WWD: Gaultier’s New Look for Madonna
An article on the onlinew website of Women’s Wear Daily discusses Jean Paul Gaultier‘s creative contribution to the Confessions Tour and the exclusive chat the French designer had with the magazine about his new collaboration with the Queen of Pop. The article is illustrated with the three sketches you see below, the first one is a slightly different version of the one we know from “Libération”.
“She can wear anything,” Jean Paul Gaultier said about his friend Madonna.
But more often than not, the pop superstar chooses to wear Gaultier, which will be the case when her “Confessions” world tour kicks off Sunday at the Los Angeles Forum.
Sixteen years after Gaultier’s cone-breasted bustier from the “Blond Ambition” tour ignited an innerwear-outerwear trend, Madonna will take to the stage in looks that range from kinky equestrian and haute harem to what might be described as !”Biblical Chic” – an off-the-shoulder blouse and velvet cropped pants accessorized with a crown of thorns. Also, in keeping with the disco flavor of her latest album, there will be a flaring white pantsuit à la “Saturday Night Fever” and a sparkly pink jumpsuit.
Gaultier gave WWD.com a preview of the costumes for a spectacle Madonna has boasted will “turn the world into one big dance floor.” To be sure, it will cement the star’s reputation as a quick-change artist, with at least four complete changes, plus several on-stage transformations.

EXCERPTED DATA:
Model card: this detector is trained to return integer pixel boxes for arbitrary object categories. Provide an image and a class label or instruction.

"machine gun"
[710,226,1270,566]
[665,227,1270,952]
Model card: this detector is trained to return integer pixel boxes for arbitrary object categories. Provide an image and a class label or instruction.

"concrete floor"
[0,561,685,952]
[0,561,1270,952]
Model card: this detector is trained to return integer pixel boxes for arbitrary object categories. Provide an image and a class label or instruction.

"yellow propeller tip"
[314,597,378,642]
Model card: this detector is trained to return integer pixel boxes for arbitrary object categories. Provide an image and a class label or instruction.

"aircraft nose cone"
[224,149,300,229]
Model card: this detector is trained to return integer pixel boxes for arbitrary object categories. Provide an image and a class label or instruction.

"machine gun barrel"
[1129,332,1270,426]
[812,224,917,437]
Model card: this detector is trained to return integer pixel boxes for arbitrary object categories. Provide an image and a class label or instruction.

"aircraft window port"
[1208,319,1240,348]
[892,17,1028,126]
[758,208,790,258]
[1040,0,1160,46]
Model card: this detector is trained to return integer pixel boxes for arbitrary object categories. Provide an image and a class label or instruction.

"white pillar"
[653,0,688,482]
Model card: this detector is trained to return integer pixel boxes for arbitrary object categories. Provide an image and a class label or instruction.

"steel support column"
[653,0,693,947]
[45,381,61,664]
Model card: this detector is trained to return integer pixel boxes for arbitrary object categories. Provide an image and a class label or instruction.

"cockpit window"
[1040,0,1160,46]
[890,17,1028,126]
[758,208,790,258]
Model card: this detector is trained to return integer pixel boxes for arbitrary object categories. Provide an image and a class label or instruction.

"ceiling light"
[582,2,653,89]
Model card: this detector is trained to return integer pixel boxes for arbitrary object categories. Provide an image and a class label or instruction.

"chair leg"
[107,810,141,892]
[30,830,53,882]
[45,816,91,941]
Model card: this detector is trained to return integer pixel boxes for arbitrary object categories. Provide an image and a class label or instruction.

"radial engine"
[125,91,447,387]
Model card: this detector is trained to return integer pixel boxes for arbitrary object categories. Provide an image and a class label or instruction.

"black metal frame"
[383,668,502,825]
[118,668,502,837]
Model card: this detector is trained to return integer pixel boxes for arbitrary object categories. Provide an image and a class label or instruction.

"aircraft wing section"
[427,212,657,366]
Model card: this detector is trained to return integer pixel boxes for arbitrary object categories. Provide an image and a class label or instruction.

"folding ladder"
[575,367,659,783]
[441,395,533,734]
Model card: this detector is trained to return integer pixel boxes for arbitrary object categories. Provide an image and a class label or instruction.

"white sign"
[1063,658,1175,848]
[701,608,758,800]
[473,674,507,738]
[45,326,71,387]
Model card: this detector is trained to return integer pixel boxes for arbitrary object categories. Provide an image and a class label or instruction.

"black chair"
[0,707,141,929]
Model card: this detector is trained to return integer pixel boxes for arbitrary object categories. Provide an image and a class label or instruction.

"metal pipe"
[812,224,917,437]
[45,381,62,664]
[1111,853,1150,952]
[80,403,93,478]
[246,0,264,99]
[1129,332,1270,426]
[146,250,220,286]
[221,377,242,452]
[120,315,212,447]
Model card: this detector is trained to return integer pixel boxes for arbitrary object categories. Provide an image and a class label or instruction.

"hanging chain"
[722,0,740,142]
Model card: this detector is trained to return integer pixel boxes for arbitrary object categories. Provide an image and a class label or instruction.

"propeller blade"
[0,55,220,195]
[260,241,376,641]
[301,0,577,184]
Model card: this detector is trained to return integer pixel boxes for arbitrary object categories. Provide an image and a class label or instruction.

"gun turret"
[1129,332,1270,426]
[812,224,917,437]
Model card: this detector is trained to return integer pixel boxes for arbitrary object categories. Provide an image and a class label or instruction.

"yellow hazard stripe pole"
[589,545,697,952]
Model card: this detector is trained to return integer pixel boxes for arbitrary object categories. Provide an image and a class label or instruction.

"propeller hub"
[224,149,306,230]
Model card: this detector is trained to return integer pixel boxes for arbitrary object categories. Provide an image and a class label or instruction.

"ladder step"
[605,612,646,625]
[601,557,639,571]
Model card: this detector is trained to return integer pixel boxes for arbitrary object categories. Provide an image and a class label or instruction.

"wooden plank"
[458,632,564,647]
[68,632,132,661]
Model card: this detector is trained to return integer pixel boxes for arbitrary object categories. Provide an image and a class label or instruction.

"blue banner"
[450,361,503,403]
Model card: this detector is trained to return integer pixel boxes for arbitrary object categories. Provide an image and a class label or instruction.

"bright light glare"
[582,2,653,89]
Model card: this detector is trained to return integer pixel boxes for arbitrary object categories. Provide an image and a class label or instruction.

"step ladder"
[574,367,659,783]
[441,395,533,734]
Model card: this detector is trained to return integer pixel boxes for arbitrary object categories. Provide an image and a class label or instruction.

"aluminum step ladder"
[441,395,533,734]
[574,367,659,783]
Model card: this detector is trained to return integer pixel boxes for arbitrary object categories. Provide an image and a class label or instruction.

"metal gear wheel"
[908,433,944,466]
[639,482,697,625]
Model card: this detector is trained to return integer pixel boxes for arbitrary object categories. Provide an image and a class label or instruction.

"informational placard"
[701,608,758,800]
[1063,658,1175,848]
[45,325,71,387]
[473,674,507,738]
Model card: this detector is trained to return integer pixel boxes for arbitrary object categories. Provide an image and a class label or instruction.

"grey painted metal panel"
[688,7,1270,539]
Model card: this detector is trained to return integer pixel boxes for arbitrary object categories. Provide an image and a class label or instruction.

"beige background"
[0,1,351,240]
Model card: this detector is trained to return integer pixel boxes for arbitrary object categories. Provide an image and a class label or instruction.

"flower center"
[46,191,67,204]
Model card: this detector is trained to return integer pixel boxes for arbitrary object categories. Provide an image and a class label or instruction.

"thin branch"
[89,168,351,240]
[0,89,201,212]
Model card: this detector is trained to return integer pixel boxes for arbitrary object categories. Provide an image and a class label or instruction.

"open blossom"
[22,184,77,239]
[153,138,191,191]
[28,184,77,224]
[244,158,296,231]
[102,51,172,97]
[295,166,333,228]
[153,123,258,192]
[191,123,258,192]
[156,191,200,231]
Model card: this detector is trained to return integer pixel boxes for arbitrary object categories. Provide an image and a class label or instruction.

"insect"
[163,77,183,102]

WORK INSTRUCTIONS:
**1.** Reproduce everything in the article on Gaultier's costumes for Madonna from "But more often" down to "sparkly pink jumpsuit.".
**2.** Resume the article on Gaultier's costumes for Madonna, starting after its last sentence.
None of the material is needed here.

OUTPUTS FOR THE TASKS:
**1.**
But more often than not, the pop superstar chooses to wear Gaultier, which will be the case when her “Confessions” world tour kicks off Sunday at the Los Angeles Forum.
Sixteen years after Gaultier’s cone-breasted bustier from the “Blond Ambition” tour ignited an innerwear-outerwear trend, Madonna will take to the stage in looks that range from kinky equestrian and haute harem to what might be described as !”Biblical Chic” – an off-the-shoulder blouse and velvet cropped pants accessorized with a crown of thorns. Also, in keeping with the disco flavor of her latest album, there will be a flaring white pantsuit à la “Saturday Night Fever” and a sparkly pink jumpsuit.

**2.**
Gaultier’s couture atelier in Paris has been working overtime to realize jodhpurs, blouses and jackets in luxurious fabrics such as taffeta, duchess satin, Chantilly lace and silk chiffon. Deadpans Gaultier about the Material Girl: “She’s quite obsessed with the quality of fabrics.”
Not to mention every last detail of the show’s look. “It’s her baby as a tour,” Gaultier said. “She’s in total command, like the director of a movie.”
But as has been the case over an 18-year friendship, the pop star and the couturier are typically tuned in to the same fashion station.
Just as Madonna took up horseback riding in a serious way – even taking a fall last year that landed her in the hospital – Gaultier was hitching himself to Hermès as its new designer of women’s ready-to-wear, including in his first collection a saddle-like bustier and a belt sprouting a tail out the back.
In fact, the horsey connections go way back. Some 15 years ago, Gaultier took Madonna to the Zingaro theatrical horse show in Paris, “and she loved it.”
But while Madonna may come to the table with firm ideas about the look and themes of her concert, she expects Gaultier to come back to her with creative propositions.
The designer’s mind went to the elegant, top-hat look of Romy Schneider in Luchino Visconti’s “Ludwig.” Gaultier also recalled a quote from the late photographer Helmut Newton, who called the Hermès shop on the Faubourg Saint-Honoré in Paris “the most expensive and luxurious sex shop in the world.”
“I told [Madonna] that, and she agreed completely,” Gaultier related.
The designer carried the riding idea over to the tour’s male dancers, cast as horses, with built-in saddles and harnesses, to a riding-crop-snapping Madonna. Gaultier proposed that some of the male dancers also wear small, saddle-like accoutrements perched on one shoulder.
The saddle actually interfered with one crucial head-turning movement, but in this instance, Madonna altered the choreography slightly in aid of a strong fashion statement.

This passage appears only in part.